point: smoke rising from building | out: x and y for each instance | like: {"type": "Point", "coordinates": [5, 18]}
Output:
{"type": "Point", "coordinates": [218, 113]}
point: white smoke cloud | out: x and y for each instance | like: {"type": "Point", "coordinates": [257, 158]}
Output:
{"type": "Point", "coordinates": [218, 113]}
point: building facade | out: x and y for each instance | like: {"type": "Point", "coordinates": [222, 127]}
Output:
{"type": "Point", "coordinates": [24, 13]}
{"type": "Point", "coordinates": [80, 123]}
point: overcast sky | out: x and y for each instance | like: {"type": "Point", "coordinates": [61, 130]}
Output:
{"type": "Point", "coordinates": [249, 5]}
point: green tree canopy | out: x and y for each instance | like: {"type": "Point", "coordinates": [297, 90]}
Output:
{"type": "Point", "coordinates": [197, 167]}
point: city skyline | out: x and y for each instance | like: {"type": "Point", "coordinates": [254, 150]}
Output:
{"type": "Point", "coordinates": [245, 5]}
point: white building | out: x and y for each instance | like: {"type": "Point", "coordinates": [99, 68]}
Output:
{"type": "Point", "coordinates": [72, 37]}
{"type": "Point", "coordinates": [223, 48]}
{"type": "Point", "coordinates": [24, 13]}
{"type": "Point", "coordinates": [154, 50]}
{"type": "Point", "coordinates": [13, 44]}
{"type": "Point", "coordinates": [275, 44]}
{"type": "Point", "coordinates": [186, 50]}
==========
The data must be retyped in full, exactly as it reads.

point: smoke rising from building | out: x and y for each instance | like: {"type": "Point", "coordinates": [5, 18]}
Output:
{"type": "Point", "coordinates": [218, 113]}
point: white smoke cloud | out: x and y for each instance | like: {"type": "Point", "coordinates": [257, 158]}
Output:
{"type": "Point", "coordinates": [218, 113]}
point: building facade | out: x and y for each instance | like: {"type": "Point", "coordinates": [222, 127]}
Output:
{"type": "Point", "coordinates": [24, 13]}
{"type": "Point", "coordinates": [80, 123]}
point: overcast sky | out: x and y for each instance | like: {"type": "Point", "coordinates": [61, 130]}
Output:
{"type": "Point", "coordinates": [249, 5]}
point: green tree canopy | out: x and y for each instance | like: {"type": "Point", "coordinates": [297, 90]}
Output:
{"type": "Point", "coordinates": [197, 167]}
point: city skyline | out: x and y for each instance | like: {"type": "Point", "coordinates": [254, 150]}
Output:
{"type": "Point", "coordinates": [245, 5]}
point: white building | out: x and y for each instance | like: {"type": "Point", "coordinates": [99, 68]}
Output:
{"type": "Point", "coordinates": [72, 37]}
{"type": "Point", "coordinates": [223, 48]}
{"type": "Point", "coordinates": [24, 13]}
{"type": "Point", "coordinates": [154, 50]}
{"type": "Point", "coordinates": [13, 44]}
{"type": "Point", "coordinates": [275, 44]}
{"type": "Point", "coordinates": [186, 50]}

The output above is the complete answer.